▶ [Supplied text]
• • • • •

By this point, not only was I exhausted, but my feet and legs were absolutely killing me from walking all day. All I wanted to do was find someplace to sit for a while and eat dinner, but once again, this proved a litle harder than I would've liked. Eventually, my feet hurt so much I just walked into the next bar I saw that served food. I actually got a really yummy pasta with olives and a beer, and the bar was on a perfect street for people watching. After I finished, I decided to try and find the Forum des Halles, a combination park, underground mall, and huge subway station (although to be honest, while I was in Paris I wasn't really clear about what exactly it was). It was actually really cool, very modern and hip, and fun to just wander. There was even a pretty carrousel!The sun was starting to go down by then so I had to rush back toward the Seine to go on the boat tour I had planned. A company called Vedettes du Pont Neuf runs the hour-long tours with commentary, past all the major sites and famous bridges. They even run at night, too, when everything is lit up (if you're in Paris I highly recommend doing it - it's cheap and a whole new way to discover Paris!). I went around 10pm, and right as we approached the Eiffel Tower, it started glittering (it does this for about 5 minutes on the hour at night)! Seriously so beautiful... When it's not glittering, the Tour shines a bright blue at night and is quite stunning. The bridges by themselves were gorgeous all lit up, too. The tours also depart from one of the most famous and beautiful bridges in Paris, the Pont Neuf (French for 'New Bridge') which, paradoxically, is the oldest bridge in Paris. Some other highlights were Notre-Dame, the Louvre, and seeing all the people sitting on the banks of the river enjoying the beautiful night. My camera doesn't do so well in the dark, so the pics are a bit blurry, but I think you'll get the idea : ) After I went back to the hostel and literally passed out.
Day 3, 8/6/08 - Eiffel Tour

On Wednesday I got up early again, and not surprisingly my feet and body ached from the walking te day before (I've learned flip-flops do not make good walking shoes, no matter how much I would like them to). I wanted to see and climb the Eiffel Tower as soon as it opened to try and avoid the ridiculous lines, but even though I got there a half hour after it opened, I still waited in line for over an hour, just to get my ticket to walk up to the first and second levels. Walking up all 668 stairs to the second level was more painful than I expected because I was so sore, but the view was certainly worth it. I debated back-and-forth whether to buy a ticket and wait in line again to go up to the vey top in the lift, and finally decided to go for it. So I waited in line again for about an hour, but at least this time there was a nice view to help pass the time. It was breathtaking at the very top; you can see literally everything in Paris. I was definitely happy I went all the way up : )

• • • • •

▶ [Provided information]
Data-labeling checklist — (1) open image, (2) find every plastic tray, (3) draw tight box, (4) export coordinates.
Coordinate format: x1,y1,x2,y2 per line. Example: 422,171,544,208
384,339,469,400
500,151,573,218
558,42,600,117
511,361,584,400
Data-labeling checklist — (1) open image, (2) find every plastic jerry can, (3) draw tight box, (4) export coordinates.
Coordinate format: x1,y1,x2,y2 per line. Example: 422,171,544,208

• • • • •

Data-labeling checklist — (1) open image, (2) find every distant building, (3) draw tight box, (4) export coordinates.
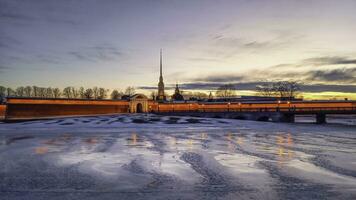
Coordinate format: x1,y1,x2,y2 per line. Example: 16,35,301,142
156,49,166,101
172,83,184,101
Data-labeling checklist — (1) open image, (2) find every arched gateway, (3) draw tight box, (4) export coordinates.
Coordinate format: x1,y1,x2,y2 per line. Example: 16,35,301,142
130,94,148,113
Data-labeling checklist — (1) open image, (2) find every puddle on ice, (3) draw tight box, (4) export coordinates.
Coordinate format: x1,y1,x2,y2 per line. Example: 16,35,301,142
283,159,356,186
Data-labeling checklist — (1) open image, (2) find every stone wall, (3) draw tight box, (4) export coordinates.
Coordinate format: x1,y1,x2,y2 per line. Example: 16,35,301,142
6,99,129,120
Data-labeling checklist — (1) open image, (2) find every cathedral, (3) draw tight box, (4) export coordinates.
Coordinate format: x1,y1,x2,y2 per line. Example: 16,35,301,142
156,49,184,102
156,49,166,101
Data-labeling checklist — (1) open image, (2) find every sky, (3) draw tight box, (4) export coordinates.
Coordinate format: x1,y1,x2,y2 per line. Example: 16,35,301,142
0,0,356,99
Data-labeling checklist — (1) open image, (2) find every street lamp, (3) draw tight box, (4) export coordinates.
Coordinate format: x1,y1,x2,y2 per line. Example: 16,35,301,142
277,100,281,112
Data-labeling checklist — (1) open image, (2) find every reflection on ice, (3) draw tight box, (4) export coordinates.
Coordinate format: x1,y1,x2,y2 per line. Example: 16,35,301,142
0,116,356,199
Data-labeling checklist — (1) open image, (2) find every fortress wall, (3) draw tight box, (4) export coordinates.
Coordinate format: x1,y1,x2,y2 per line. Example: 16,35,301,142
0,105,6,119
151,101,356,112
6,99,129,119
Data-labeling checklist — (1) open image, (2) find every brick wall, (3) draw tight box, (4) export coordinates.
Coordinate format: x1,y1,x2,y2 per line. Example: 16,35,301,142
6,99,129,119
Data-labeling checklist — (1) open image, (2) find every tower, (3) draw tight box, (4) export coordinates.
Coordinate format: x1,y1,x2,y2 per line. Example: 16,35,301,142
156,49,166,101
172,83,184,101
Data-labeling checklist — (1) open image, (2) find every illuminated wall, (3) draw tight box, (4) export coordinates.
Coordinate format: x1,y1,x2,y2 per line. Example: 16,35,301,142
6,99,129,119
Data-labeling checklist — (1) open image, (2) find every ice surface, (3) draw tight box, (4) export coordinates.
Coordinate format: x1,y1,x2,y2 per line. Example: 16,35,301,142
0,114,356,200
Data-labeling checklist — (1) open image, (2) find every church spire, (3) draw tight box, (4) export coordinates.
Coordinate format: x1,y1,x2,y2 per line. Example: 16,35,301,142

• • • • •

▶ [To-do list]
1) Please translate this sentence from the Paris travel post into Spanish: "A company called Vedettes du Pont Neuf runs the hour-long tours with commentary, past all the major sites and famous bridges."
2) Answer these questions from the Paris travel post:
(a) What did the writer order at the bar?
(b) For about how long does the Eiffel Tower glitter on the hour at night?
(c) How many stairs did the writer climb to reach the tower's second level?

▶ [Final answers]
1) Una empresa llamada Vedettes du Pont Neuf ofrece los recorridos de una hora con comentarios, pasando por todos los sitios principales y los puentes famosos.

2)
(a) A pasta with olives and a beer.
(b) About 5 minutes.
(c) 668.